## WHAT IS ASKED
Locate every line in the data that contains the string "stack", and copy each of those lines. Match case exactly.

___ RECORDS FOR THIS EXERCISE

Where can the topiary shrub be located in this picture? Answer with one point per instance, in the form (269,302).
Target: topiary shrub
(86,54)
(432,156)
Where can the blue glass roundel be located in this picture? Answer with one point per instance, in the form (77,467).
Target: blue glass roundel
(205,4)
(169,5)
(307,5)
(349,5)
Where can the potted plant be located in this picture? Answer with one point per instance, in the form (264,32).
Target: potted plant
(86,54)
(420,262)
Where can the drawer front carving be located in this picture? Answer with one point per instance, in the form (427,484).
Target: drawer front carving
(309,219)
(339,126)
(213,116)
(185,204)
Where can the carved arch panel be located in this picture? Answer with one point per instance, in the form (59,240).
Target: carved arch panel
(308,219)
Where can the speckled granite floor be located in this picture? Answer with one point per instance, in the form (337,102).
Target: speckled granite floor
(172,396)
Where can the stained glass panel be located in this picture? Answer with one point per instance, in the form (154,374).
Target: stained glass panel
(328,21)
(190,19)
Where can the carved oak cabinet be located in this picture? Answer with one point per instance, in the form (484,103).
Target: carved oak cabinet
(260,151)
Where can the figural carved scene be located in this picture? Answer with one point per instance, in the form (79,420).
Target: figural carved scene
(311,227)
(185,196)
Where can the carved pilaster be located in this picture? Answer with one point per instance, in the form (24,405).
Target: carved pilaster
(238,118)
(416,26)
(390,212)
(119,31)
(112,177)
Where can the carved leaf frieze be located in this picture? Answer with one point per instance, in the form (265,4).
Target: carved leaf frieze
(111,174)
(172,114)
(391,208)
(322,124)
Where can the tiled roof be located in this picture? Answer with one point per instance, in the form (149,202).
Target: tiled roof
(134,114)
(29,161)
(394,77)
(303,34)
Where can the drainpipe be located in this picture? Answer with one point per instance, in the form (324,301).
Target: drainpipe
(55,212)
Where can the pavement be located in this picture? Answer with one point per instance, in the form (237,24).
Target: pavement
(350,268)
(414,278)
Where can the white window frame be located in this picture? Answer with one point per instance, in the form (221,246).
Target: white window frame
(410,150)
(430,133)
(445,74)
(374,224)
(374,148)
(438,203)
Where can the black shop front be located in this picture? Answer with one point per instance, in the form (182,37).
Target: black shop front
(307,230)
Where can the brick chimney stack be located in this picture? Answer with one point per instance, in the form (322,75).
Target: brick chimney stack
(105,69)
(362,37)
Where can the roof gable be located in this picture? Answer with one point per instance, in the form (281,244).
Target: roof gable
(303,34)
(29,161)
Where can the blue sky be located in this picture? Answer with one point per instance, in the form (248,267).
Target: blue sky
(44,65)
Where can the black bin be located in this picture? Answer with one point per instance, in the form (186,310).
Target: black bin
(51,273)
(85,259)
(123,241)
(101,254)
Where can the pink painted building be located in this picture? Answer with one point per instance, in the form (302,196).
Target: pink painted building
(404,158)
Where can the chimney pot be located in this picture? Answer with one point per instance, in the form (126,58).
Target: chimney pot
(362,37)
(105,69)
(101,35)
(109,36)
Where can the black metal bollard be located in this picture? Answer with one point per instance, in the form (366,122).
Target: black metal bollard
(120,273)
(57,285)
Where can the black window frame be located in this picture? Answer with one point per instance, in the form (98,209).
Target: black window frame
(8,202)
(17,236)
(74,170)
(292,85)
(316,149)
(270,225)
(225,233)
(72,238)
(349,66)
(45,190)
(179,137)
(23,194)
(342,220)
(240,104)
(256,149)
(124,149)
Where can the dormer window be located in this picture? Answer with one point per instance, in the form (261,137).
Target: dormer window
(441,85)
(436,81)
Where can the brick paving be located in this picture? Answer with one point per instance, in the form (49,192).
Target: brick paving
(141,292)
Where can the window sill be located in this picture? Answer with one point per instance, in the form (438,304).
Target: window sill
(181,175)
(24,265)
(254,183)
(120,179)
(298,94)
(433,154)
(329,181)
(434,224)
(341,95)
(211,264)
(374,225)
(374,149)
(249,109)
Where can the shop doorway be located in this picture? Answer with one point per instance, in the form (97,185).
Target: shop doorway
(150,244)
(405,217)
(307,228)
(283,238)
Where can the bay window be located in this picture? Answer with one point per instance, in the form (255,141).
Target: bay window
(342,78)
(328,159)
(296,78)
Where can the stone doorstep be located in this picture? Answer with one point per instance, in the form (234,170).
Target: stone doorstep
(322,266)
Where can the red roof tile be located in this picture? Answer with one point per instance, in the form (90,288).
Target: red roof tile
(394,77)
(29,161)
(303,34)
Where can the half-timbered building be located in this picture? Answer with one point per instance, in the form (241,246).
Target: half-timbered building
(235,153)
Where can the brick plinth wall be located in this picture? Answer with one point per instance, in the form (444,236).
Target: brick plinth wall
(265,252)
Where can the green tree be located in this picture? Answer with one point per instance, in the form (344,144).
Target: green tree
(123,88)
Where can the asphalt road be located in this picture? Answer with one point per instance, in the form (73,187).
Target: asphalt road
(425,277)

______
___ RECORDS FOR THIS EXERCISE

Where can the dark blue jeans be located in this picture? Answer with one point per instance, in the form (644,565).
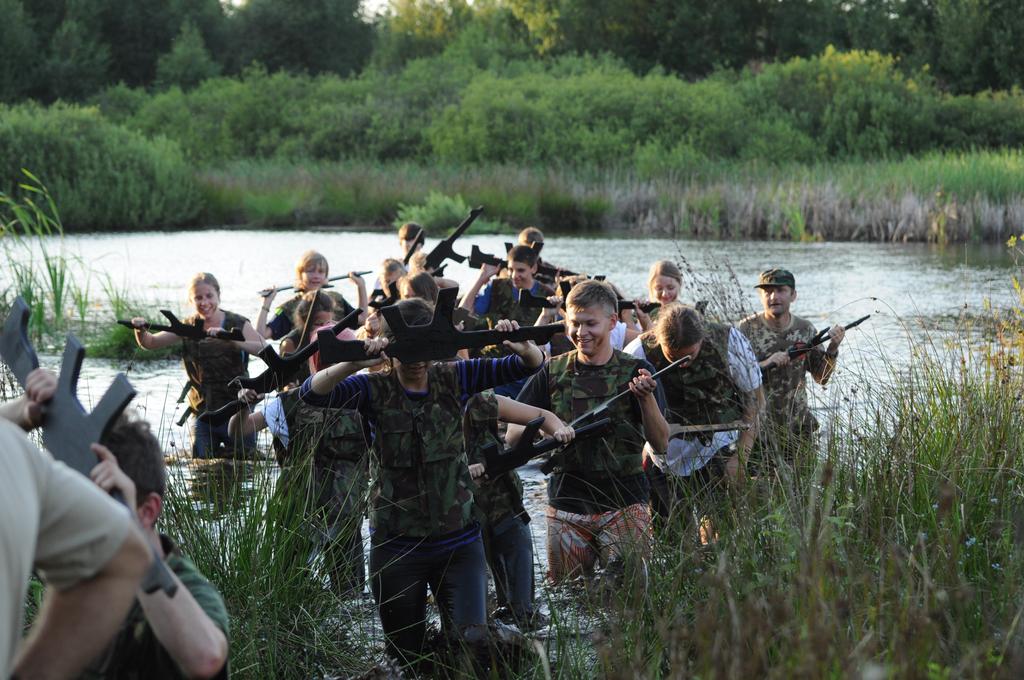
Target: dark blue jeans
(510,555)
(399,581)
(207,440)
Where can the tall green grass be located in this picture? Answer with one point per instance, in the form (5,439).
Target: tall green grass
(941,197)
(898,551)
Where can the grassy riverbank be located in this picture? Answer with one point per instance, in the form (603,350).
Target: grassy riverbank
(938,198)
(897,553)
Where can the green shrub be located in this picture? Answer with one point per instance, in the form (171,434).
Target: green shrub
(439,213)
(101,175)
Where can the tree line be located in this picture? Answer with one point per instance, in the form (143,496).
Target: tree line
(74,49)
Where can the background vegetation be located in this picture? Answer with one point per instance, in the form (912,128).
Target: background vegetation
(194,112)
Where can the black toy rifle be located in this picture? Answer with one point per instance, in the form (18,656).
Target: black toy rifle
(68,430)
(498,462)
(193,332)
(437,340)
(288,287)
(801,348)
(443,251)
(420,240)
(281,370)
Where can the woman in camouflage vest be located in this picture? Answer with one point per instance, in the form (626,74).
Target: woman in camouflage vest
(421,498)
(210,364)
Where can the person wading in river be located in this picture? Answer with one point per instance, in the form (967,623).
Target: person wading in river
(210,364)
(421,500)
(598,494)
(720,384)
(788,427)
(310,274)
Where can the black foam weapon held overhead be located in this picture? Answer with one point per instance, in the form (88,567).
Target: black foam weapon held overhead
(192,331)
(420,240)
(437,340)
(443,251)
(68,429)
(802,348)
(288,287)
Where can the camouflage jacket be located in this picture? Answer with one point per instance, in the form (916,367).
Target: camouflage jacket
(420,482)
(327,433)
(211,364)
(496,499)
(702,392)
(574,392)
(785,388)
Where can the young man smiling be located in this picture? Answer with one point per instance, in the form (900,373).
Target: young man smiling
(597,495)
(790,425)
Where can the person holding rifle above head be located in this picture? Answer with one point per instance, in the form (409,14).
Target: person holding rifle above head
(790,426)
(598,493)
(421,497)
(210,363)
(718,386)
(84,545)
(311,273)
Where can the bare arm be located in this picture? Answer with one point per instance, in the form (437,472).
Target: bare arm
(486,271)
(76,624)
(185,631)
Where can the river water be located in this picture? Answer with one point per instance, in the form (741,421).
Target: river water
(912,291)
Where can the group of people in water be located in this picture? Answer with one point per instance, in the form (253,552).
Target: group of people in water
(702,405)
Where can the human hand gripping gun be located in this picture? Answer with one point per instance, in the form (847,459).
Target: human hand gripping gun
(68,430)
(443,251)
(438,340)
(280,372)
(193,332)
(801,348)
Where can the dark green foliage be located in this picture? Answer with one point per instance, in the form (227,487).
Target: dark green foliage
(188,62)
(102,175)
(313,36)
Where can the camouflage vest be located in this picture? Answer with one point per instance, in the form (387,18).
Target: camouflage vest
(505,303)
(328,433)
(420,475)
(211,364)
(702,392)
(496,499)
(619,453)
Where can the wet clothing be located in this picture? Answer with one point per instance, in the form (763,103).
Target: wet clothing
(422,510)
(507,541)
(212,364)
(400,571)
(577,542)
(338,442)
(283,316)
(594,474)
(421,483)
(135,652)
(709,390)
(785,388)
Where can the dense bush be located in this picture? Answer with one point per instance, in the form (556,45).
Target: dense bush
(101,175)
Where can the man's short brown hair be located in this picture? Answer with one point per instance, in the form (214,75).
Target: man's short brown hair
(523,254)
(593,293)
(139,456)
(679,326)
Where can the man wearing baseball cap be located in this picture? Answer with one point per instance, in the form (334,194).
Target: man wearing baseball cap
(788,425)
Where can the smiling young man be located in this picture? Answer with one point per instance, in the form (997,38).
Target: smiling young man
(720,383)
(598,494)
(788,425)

______
___ RECORDS FOR THIS EXERCISE

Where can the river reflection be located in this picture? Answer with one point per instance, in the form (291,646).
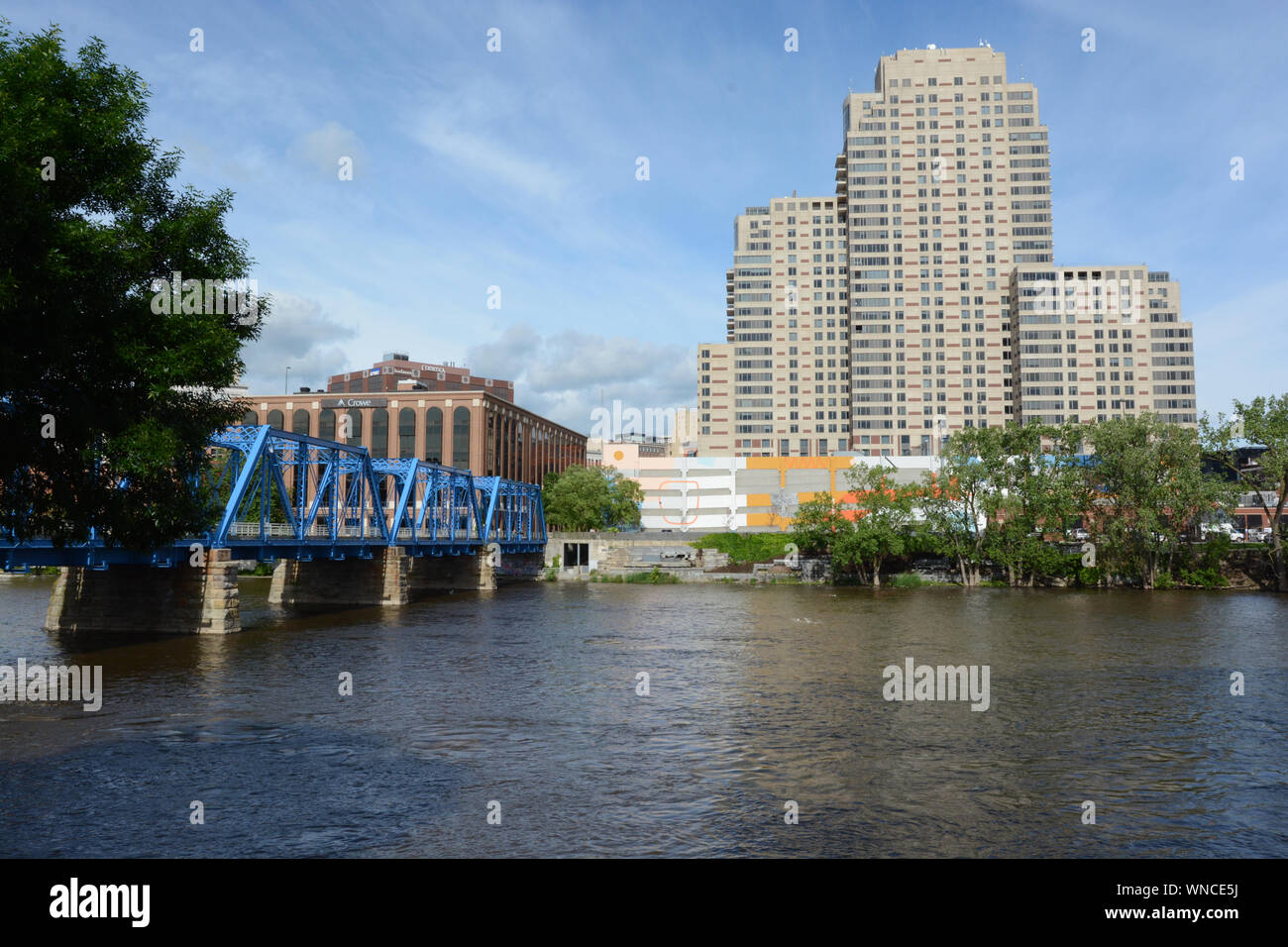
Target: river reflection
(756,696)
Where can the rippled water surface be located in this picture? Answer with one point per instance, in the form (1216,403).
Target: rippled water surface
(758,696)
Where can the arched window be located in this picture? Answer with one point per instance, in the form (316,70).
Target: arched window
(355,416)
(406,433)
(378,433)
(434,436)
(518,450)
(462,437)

______

## RESULT OF THIS EXERCISE
Where can the brick chimney stack be located in this picture? Answer with one point per instance, in the form (322,75).
Target: brick chimney stack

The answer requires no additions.